_Passage to read:_
Robert Leon Wilkins, Damon W.D. Wright, Venable, LLP, Henry Adam Platt, Shannon Hadley Rutngamlug, Saul Ewing, LLP, Washington, DC, for Defendants.

MEMORANDUM OPINION

JOHN D. BATES, District Judge.

Grant G'Sell, Jordyn G'Sell, and Kristen Hulse allege that while staying at a Washington, D.C. apartment building in June 2009, three men-Michael Carven, Bryan Meuse, and Richard McNeil (“individual defendants)-violently attacked them without provocation. They have brought common law and constitutional claims against these individuals, two of whom they allege to be law enforcement agents. They have also sued the apartment building's owner, the building's management company, and the management company's parent corporation (“building defendants) under a premises liability negligence theory. 1 Currently before the Court is Bryan Meuse's motion to dismiss in part, as well as the building defendants' motion to dismiss. For the reasons detailed below, the Court will grant in part and deny in part Meuse's motion, and will grant the building defendants' motion.

BACKGROUND 2

On June 25, 2009, plaintiffs were staying with Jane Maynard, the G'Sells' mother, at The Jefferson at Capitol Yards, an apartment building in Washington, D.C. Compl. ¶ 25. That evening, plaintiffs saw the individual defendants in the public common area of the apartment building. Compl.

¶ 26. According to them, “Officer Carven was naked, lying on the floor in the entrance of the elevator; Deputy Meuse was straddling Officer Carven engaging in simulated anal intercourse.” Compl. ¶ 27. 3 Plaintiffs contend that the building's video surveillance system captured this event, but that the building's security officer took no action. Compl. ¶¶ 28-29.

Some hours later, plaintiffs encountered the individual defendants in a common hallway in the apartment building. Compl. ¶ 30. Plaintiffs assert that Carven approached Jordyn G'Sell in a sexually aggressive manner and tried to embrace her; she attempted to retreat. Compl. ¶¶ 31-32. Carven shouted and swore at Jordyn, calling her a “lesbian” and a “dyke,” and “raised his fists as if to ... punch her.” Compl. ¶¶ 33-34. Carven instead hit Hulse in the face, drawing blood. Compl. ¶ 35.

Plaintiffs fled to the elevator, but after they got in Meuse blocked the doorway and prevented the elevator doors from closing. Compl. ¶¶ 36-37. Meuse then entered the elevator, took Grant G'Sell by the neck, and held him off the floor against the elevator wall. Compl. ¶ 38. Jordyn begged Meuse to release her brother, but Meuse refused, and Carven again tried to hit Jordyn. Compl. ¶ ¶ 39-40. Plaintiffs threatened to call the police, but Carven and Meuse laughed and told them it would do no good because they were the police.” Compl. ¶ 41.

_Stored data:_
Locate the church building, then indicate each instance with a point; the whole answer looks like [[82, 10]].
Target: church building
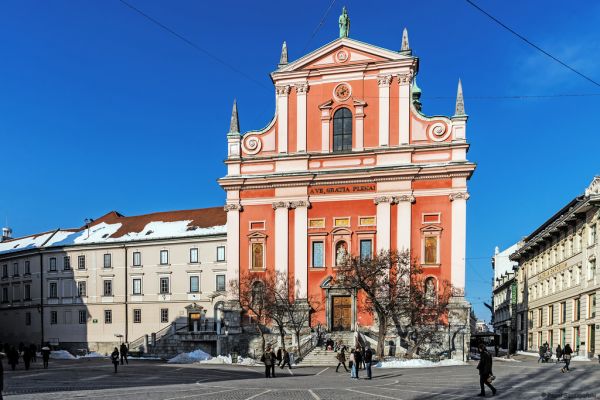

_Written task:_ Write the next portion of the court opinion about the alleged attack at the Washington, D.C. apartment building, starting right after its final sentence.

_Response for this exercise:_
Meuse released Grant, but he again blocked the elevator doors. Compl. ¶ 42. He took Grant by the neck once more and again held him against the elevator wall. Compl. ¶ 43. After about 10 minutes, Carven and Meuse allowed the elevator doors to close. Compl. ¶ 44.

Plaintiffs sued Carven, Meuse, and McNeil, alleging assault, sexual assault, battery, intentional infliction of emotional distress (“IIED”), unlawful imprisonment, and liability under 42 U.S.C. § 1983. They also sued security officer Doe; 70 Eye Street L.L.C., the building's owner; and JPI Management Services, L.P., the building's management company. 4 Against these latter entities they have alleged a negligence claim for premises liability. The building defendants have moved to dismiss the premises liability claim, and Meuse has moved to dismiss the IIED, unlawful imprisonment, and § 1983 claims against him.

STANDARD OF REVIEW

All that the Federal Rules of Civil Procedure require of a complaint is that it contain ‘a short and plain statement of the claim showing that the pleader is entitled to relief,’ in order to ‘give the defendant fair notice of what the ... claim is and the grounds upon which it rests.’ Bell Atl. Corp. v. Twombly, 550 U.S. 544, 555, 127 S.Ct. 1955, 167 L.Ed.2d 929 (2007) (quoting Conley v. Gibson, 355 U.S. 41, 47, 78 S.Ct. 99, 2 L.Ed.2d 80 (1957)); accord Erickson v. Pardus, 551 U.S. 89, 93, 127 S.Ct. 2197, 167 L.Ed.2d 1081 (2007) (per curiam). Although “detailed factual allegations” are not necessary to withstand a Rule 12(b)(6) motion to dismiss, to provide the “grounds” of “entitle[ment] to relief,” a plaintiff must furnish “more than labels and conclusions” or “a formulaic recitation of the elements of a cause of action.” Twombly, 550 U.S. at 555-56, 127 S.Ct. 1955. “To survive a motion to dismiss, a complaint must contain sufficient factual matter, accepted as true, to ‘state a claim to relief that is plausible in its face.’ Ashcroft v. Iqbal, --- U.S. ----, 129 S.Ct. 1937, 1949, 173 L.Ed.2d 868 (2009) (quoting Twombly, 550 U.S. at 570, 127 S.Ct. 1955); accord Atherton v. Dist. of Columbia Office of the Mayor, 567 F.3d 672, 681 (D.C.Cir.2009). A claim to relief is plausible on its face “when the plaintiff pleads factual content that allows the court to draw the reasonable inference that the defendant is liable for the misconduct alleged.” Iqbal, 129 S.Ct. at 1949. This amounts to a “two-pronged approach,” under which a court first identifies the factual allegations entitled to an assumption of truth and then determines “whether they plausibly give rise to an entitlement to relief.” Id. at 1950-51.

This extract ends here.